Repeat word for word everything from the line containing "green leaf, one" to the end of the listing, first and last lines included, and only that.

## EXTRACTED DATA
━━━

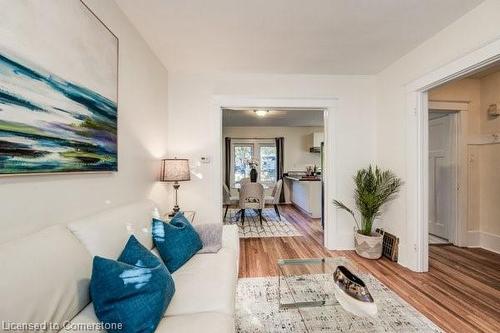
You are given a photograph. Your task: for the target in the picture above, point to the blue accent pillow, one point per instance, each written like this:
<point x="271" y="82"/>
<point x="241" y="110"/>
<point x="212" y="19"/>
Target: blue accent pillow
<point x="133" y="291"/>
<point x="177" y="241"/>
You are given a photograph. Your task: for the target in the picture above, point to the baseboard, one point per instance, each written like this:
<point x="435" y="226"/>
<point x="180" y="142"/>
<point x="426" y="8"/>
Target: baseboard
<point x="484" y="240"/>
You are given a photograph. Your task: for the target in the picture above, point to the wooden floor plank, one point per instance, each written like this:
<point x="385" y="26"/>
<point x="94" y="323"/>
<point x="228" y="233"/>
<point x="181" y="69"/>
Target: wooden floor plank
<point x="460" y="293"/>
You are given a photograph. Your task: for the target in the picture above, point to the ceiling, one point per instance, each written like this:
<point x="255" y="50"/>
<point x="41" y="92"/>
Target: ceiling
<point x="289" y="36"/>
<point x="280" y="118"/>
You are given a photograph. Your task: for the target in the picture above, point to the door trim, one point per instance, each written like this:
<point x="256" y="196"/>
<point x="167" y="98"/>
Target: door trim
<point x="414" y="251"/>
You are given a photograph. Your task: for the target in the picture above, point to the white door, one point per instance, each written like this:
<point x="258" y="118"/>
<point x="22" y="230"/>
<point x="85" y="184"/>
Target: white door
<point x="442" y="182"/>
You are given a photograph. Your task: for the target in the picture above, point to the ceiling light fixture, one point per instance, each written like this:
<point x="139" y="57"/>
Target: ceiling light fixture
<point x="261" y="113"/>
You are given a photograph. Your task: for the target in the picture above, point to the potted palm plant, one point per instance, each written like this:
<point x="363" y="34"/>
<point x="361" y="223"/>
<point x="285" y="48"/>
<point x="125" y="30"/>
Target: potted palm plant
<point x="374" y="188"/>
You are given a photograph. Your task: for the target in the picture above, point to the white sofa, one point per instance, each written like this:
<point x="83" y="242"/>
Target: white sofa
<point x="45" y="276"/>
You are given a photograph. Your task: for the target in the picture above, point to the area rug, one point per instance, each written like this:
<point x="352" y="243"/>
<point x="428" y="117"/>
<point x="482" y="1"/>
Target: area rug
<point x="257" y="311"/>
<point x="272" y="226"/>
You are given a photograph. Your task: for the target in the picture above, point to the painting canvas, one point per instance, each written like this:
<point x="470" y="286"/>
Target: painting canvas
<point x="58" y="88"/>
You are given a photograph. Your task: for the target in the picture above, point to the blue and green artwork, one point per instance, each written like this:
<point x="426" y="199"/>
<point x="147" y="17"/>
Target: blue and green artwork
<point x="49" y="124"/>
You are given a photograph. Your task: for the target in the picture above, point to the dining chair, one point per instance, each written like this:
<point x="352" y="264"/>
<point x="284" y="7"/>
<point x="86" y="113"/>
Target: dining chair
<point x="251" y="197"/>
<point x="228" y="200"/>
<point x="274" y="198"/>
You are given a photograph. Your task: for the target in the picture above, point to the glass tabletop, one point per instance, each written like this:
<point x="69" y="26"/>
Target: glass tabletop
<point x="309" y="282"/>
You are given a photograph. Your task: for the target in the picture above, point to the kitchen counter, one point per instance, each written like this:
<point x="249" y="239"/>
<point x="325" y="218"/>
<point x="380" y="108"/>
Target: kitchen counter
<point x="305" y="193"/>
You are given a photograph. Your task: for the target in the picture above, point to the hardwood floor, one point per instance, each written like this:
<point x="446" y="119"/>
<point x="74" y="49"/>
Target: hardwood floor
<point x="460" y="293"/>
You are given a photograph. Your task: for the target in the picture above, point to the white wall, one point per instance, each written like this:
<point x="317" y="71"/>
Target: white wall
<point x="29" y="203"/>
<point x="296" y="143"/>
<point x="473" y="30"/>
<point x="192" y="134"/>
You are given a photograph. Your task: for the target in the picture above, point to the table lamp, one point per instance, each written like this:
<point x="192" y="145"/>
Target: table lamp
<point x="175" y="170"/>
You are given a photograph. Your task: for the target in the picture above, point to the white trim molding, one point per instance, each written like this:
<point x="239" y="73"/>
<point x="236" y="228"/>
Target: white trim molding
<point x="448" y="106"/>
<point x="414" y="244"/>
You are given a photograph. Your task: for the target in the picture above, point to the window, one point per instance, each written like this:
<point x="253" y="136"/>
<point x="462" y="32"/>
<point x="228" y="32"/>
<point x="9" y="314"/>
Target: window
<point x="242" y="154"/>
<point x="263" y="151"/>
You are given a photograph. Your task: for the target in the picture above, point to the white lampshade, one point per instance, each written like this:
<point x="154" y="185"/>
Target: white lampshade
<point x="175" y="170"/>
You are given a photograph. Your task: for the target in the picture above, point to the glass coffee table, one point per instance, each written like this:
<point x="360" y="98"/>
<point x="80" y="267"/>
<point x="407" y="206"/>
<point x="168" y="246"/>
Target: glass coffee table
<point x="309" y="282"/>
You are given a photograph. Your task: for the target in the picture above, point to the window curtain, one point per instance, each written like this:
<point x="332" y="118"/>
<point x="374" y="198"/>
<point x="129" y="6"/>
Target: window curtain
<point x="227" y="143"/>
<point x="280" y="158"/>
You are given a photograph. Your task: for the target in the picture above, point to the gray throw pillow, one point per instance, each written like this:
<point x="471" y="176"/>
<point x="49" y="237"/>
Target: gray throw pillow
<point x="211" y="237"/>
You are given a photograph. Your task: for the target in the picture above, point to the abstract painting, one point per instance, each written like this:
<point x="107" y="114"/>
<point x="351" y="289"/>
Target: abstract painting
<point x="58" y="89"/>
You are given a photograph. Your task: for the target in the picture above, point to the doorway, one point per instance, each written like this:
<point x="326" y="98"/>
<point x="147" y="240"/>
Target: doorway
<point x="273" y="156"/>
<point x="221" y="102"/>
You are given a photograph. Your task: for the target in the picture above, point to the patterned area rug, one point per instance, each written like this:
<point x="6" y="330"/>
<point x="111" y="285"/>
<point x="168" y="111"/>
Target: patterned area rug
<point x="257" y="311"/>
<point x="272" y="226"/>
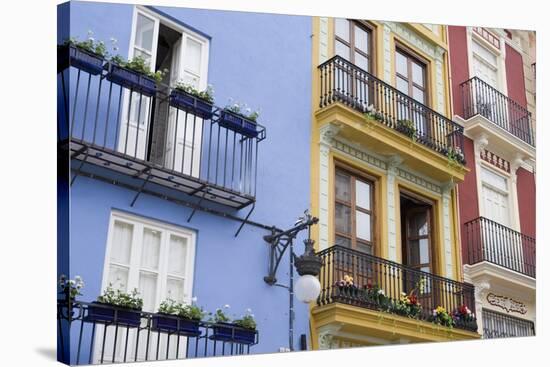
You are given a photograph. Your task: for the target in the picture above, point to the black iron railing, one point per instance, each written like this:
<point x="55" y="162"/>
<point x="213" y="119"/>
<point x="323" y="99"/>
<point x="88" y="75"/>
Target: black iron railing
<point x="479" y="98"/>
<point x="87" y="336"/>
<point x="116" y="126"/>
<point x="380" y="284"/>
<point x="490" y="241"/>
<point x="343" y="82"/>
<point x="497" y="325"/>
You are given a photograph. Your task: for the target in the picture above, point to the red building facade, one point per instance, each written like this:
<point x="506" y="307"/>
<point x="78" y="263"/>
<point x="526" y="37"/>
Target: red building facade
<point x="497" y="197"/>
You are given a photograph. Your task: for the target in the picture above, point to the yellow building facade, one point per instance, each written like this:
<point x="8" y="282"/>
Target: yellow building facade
<point x="385" y="163"/>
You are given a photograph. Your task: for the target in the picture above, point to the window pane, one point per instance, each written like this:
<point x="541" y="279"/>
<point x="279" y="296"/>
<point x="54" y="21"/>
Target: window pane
<point x="418" y="94"/>
<point x="361" y="61"/>
<point x="418" y="74"/>
<point x="175" y="289"/>
<point x="363" y="247"/>
<point x="177" y="255"/>
<point x="402" y="85"/>
<point x="343" y="218"/>
<point x="343" y="187"/>
<point x="363" y="225"/>
<point x="192" y="56"/>
<point x="361" y="39"/>
<point x="122" y="242"/>
<point x="342" y="50"/>
<point x="144" y="32"/>
<point x="342" y="241"/>
<point x="148" y="290"/>
<point x="362" y="194"/>
<point x="150" y="251"/>
<point x="401" y="64"/>
<point x="341" y="28"/>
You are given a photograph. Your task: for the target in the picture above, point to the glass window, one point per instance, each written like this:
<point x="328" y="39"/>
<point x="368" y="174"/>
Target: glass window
<point x="353" y="216"/>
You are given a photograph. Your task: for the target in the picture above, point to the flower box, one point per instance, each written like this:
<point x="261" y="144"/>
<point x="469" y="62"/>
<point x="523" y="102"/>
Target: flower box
<point x="132" y="80"/>
<point x="238" y="123"/>
<point x="191" y="103"/>
<point x="224" y="331"/>
<point x="79" y="58"/>
<point x="172" y="323"/>
<point x="103" y="313"/>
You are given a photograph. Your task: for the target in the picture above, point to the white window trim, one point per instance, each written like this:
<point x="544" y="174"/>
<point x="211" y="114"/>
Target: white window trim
<point x="513" y="210"/>
<point x="472" y="36"/>
<point x="139" y="222"/>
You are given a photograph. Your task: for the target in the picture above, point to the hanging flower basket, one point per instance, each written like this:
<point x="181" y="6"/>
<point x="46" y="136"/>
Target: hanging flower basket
<point x="79" y="58"/>
<point x="105" y="314"/>
<point x="132" y="80"/>
<point x="190" y="103"/>
<point x="238" y="123"/>
<point x="225" y="331"/>
<point x="170" y="323"/>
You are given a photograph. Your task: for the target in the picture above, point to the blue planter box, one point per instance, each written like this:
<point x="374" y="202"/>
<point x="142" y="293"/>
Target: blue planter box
<point x="176" y="324"/>
<point x="106" y="314"/>
<point x="132" y="80"/>
<point x="187" y="102"/>
<point x="238" y="123"/>
<point x="230" y="333"/>
<point x="79" y="58"/>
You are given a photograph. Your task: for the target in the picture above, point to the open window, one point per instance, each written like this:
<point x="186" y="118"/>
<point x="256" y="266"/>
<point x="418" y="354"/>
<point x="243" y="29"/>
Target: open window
<point x="150" y="129"/>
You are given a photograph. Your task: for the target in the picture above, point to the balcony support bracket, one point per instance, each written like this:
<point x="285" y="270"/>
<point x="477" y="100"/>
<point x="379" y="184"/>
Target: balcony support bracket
<point x="245" y="219"/>
<point x="145" y="170"/>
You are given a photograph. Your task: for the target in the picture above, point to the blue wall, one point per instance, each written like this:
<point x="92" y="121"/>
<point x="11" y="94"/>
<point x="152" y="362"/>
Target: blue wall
<point x="263" y="60"/>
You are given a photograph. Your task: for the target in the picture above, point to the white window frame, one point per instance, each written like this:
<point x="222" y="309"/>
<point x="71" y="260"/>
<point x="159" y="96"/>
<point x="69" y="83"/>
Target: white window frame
<point x="502" y="85"/>
<point x="166" y="230"/>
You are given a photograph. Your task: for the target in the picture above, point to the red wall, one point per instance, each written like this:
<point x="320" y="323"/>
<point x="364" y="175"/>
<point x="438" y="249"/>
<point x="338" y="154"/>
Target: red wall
<point x="514" y="76"/>
<point x="467" y="195"/>
<point x="527" y="202"/>
<point x="458" y="56"/>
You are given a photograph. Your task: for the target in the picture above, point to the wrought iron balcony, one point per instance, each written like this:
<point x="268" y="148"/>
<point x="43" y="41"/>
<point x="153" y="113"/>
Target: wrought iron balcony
<point x="479" y="98"/>
<point x="490" y="241"/>
<point x="89" y="336"/>
<point x="105" y="122"/>
<point x="371" y="274"/>
<point x="344" y="82"/>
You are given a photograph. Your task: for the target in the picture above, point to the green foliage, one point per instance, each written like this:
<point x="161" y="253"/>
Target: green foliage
<point x="440" y="316"/>
<point x="71" y="287"/>
<point x="121" y="299"/>
<point x="138" y="64"/>
<point x="407" y="127"/>
<point x="206" y="95"/>
<point x="186" y="311"/>
<point x="243" y="111"/>
<point x="95" y="47"/>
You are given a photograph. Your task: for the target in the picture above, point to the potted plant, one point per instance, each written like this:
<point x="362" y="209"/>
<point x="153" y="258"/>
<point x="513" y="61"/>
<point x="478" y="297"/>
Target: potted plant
<point x="240" y="119"/>
<point x="346" y="288"/>
<point x="188" y="98"/>
<point x="440" y="316"/>
<point x="134" y="75"/>
<point x="116" y="306"/>
<point x="240" y="331"/>
<point x="407" y="305"/>
<point x="177" y="317"/>
<point x="455" y="156"/>
<point x="406" y="127"/>
<point x="85" y="55"/>
<point x="375" y="296"/>
<point x="463" y="316"/>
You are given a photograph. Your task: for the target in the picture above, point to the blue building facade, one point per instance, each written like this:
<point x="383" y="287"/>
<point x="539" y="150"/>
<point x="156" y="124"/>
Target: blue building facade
<point x="261" y="59"/>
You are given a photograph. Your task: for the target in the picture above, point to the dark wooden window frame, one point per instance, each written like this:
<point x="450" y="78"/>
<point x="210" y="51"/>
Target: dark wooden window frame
<point x="354" y="175"/>
<point x="370" y="29"/>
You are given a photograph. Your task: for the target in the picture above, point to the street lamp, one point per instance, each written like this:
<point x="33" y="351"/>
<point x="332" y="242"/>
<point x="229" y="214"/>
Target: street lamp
<point x="308" y="266"/>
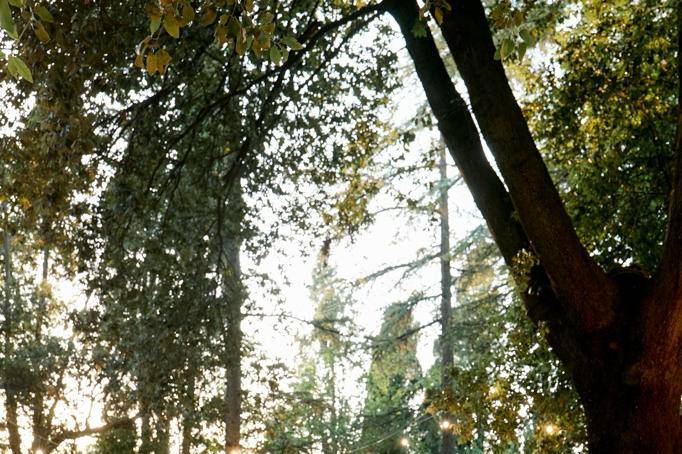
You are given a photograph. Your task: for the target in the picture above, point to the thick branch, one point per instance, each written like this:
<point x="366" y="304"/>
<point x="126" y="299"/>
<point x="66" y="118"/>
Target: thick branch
<point x="577" y="279"/>
<point x="460" y="134"/>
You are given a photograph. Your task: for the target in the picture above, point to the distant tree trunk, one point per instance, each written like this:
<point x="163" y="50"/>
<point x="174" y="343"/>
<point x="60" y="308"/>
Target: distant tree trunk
<point x="618" y="336"/>
<point x="145" y="430"/>
<point x="188" y="418"/>
<point x="41" y="429"/>
<point x="233" y="295"/>
<point x="232" y="345"/>
<point x="10" y="392"/>
<point x="446" y="350"/>
<point x="162" y="442"/>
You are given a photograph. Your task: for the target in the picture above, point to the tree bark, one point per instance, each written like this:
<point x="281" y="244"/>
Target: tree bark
<point x="233" y="296"/>
<point x="11" y="405"/>
<point x="581" y="285"/>
<point x="617" y="335"/>
<point x="41" y="429"/>
<point x="446" y="350"/>
<point x="188" y="417"/>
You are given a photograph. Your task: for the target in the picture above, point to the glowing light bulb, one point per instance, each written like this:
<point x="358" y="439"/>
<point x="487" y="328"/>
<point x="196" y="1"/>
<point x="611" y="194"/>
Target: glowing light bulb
<point x="551" y="429"/>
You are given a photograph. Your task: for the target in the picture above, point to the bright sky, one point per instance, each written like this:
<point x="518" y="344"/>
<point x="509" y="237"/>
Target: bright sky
<point x="390" y="240"/>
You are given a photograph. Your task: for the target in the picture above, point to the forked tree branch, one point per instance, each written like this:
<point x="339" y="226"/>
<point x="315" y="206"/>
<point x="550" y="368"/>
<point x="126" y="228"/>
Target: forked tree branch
<point x="577" y="279"/>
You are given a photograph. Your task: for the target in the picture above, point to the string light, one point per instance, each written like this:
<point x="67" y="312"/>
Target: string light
<point x="551" y="429"/>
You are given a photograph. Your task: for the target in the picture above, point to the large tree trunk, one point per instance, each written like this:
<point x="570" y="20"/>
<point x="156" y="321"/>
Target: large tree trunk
<point x="446" y="350"/>
<point x="630" y="391"/>
<point x="10" y="393"/>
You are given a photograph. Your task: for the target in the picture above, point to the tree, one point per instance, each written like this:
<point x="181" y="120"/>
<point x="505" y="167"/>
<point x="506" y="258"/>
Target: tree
<point x="617" y="334"/>
<point x="393" y="380"/>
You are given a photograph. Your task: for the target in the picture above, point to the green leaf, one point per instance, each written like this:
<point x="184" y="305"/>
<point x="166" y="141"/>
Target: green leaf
<point x="41" y="33"/>
<point x="44" y="13"/>
<point x="17" y="66"/>
<point x="154" y="24"/>
<point x="170" y="24"/>
<point x="6" y="20"/>
<point x="292" y="43"/>
<point x="419" y="29"/>
<point x="527" y="37"/>
<point x="506" y="49"/>
<point x="275" y="55"/>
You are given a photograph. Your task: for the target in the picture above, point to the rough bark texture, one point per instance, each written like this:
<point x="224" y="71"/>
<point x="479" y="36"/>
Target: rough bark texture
<point x="618" y="335"/>
<point x="41" y="426"/>
<point x="10" y="393"/>
<point x="446" y="350"/>
<point x="577" y="280"/>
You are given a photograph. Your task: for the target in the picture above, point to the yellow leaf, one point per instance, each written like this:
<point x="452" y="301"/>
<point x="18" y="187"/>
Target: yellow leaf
<point x="41" y="33"/>
<point x="171" y="25"/>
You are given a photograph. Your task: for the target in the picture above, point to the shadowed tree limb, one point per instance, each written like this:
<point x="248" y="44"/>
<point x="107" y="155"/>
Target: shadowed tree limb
<point x="580" y="283"/>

━━━

## FULL SOLUTION
You are given a photograph. Your task: for the target in the picture above, point to the green leaf, one point per instance, each written like this:
<point x="184" y="305"/>
<point x="166" y="141"/>
Target: green leaf
<point x="41" y="33"/>
<point x="44" y="13"/>
<point x="17" y="66"/>
<point x="154" y="24"/>
<point x="170" y="24"/>
<point x="6" y="20"/>
<point x="292" y="43"/>
<point x="419" y="29"/>
<point x="527" y="37"/>
<point x="506" y="49"/>
<point x="275" y="55"/>
You are given a photograph. Your task: for the target in the picture above, point to the rough bark texture, one point per instance, each written like this:
<point x="224" y="71"/>
<point x="479" y="36"/>
Target: rough bark texture
<point x="618" y="335"/>
<point x="41" y="426"/>
<point x="10" y="393"/>
<point x="446" y="350"/>
<point x="577" y="280"/>
You are given a photograph. Your task: for the target in the picture above, point to the yellow leaf, one point per instance, each written like this:
<point x="452" y="301"/>
<point x="18" y="187"/>
Target: yellow leaf
<point x="41" y="33"/>
<point x="171" y="25"/>
You are given a photograph. Your task: for the target in the picture above, point to the shadowed tree limb, one point per instance, each written like this:
<point x="248" y="44"/>
<point x="107" y="155"/>
Target: shadowed tree limb
<point x="580" y="283"/>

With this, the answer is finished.